• **ASSIGNMENT**
Take the data below and extract the lines from the one with "of the tiled" to the one with "the white wall", inclusive, exactly as written.

• **Entries taken from a collection**
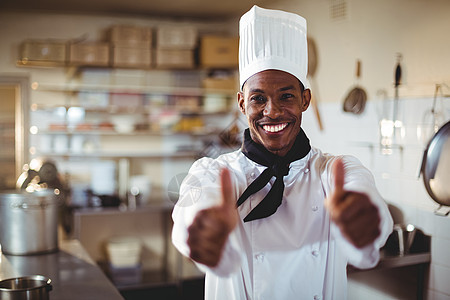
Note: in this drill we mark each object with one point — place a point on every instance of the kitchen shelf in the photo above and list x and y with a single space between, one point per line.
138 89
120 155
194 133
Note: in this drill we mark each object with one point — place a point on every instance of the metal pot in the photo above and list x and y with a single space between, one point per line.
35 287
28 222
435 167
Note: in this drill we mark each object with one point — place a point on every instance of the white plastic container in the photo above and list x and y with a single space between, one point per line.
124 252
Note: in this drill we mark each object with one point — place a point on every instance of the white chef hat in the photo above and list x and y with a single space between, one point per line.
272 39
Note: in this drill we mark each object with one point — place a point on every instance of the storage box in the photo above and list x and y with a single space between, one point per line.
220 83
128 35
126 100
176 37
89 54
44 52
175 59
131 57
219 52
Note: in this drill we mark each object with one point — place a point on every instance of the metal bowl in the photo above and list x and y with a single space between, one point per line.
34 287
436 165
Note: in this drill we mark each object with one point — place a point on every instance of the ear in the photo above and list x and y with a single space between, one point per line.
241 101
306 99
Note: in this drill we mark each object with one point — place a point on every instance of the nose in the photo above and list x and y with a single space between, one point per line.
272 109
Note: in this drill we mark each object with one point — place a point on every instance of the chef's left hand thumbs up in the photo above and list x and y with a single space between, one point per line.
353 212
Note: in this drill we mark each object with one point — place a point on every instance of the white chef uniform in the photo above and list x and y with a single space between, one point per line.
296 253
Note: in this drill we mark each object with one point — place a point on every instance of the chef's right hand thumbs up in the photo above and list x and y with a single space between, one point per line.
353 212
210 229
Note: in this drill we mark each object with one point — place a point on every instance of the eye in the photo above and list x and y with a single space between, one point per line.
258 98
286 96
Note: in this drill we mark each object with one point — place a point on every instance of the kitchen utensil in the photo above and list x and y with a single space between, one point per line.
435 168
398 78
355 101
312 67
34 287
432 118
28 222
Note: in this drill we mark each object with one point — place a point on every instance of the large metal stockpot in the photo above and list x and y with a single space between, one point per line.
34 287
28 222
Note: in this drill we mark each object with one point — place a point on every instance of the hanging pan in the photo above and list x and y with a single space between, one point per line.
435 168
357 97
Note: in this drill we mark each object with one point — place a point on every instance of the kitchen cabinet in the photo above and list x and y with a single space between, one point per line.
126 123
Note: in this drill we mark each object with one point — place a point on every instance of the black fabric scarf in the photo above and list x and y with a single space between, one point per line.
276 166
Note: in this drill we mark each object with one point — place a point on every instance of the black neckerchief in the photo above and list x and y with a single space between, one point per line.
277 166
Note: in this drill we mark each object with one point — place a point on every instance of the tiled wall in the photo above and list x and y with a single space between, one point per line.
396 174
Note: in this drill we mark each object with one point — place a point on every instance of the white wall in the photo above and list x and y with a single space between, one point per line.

* * *

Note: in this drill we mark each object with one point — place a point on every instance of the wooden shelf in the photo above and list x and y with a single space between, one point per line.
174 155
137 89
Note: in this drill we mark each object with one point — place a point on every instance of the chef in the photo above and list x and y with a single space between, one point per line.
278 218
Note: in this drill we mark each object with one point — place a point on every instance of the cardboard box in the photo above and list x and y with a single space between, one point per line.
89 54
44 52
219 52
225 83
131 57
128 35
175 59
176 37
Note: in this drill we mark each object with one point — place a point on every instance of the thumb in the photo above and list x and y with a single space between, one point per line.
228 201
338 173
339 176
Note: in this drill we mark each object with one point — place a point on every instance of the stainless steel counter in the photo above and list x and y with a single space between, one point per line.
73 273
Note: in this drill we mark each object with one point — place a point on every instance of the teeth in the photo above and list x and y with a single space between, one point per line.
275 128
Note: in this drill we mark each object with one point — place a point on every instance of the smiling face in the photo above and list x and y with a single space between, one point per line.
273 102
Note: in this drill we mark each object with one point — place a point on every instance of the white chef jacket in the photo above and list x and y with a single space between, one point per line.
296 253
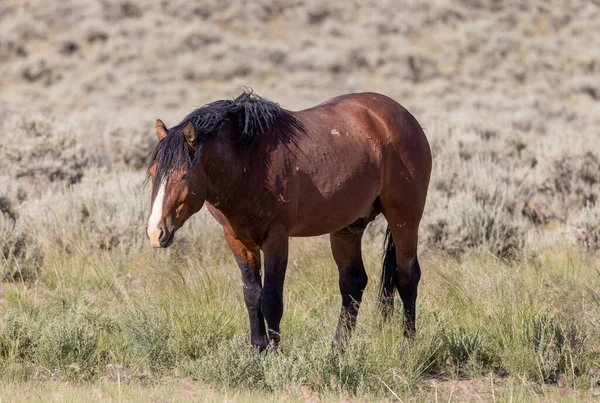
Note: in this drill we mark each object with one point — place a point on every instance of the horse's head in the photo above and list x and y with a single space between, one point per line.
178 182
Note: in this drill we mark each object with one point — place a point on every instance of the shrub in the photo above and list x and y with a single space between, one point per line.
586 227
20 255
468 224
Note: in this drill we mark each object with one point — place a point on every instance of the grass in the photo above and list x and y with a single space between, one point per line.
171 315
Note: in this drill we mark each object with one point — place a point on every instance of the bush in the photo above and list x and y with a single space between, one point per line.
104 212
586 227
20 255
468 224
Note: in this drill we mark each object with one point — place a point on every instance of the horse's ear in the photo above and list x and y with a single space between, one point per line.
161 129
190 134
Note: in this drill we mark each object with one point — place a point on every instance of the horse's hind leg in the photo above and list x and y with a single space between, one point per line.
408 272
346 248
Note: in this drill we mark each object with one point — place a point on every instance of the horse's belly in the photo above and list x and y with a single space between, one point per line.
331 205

==

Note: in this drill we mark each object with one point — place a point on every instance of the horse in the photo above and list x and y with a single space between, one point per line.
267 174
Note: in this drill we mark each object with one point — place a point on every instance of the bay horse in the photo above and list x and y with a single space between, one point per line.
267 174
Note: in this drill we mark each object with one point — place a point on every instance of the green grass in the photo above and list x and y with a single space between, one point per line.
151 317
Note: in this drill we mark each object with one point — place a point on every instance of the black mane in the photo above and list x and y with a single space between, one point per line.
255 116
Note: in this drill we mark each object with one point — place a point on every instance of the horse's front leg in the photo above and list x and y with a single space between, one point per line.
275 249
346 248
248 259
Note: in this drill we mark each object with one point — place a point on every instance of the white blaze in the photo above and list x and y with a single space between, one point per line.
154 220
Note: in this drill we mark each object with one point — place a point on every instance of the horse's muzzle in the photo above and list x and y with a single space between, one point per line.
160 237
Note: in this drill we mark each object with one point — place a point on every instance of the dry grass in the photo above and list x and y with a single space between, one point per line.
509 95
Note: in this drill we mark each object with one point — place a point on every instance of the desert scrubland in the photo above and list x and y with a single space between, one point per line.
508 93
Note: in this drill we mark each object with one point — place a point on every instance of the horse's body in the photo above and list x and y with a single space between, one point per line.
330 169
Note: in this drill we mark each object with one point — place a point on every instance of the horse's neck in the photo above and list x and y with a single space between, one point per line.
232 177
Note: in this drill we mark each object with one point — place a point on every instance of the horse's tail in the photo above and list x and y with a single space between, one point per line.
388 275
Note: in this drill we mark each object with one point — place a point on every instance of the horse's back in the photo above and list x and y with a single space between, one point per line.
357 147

• **REPLY**
Note: in this drill we mark each object with one point — place a point on every instance of the tiled wall in the photo above and list x and y with a single space between, one point per line.
396 174
Note: in this drill we mark each object with one point — place a point on every instance of the white wall in the photo above and list x and y with a single space between, one point per line.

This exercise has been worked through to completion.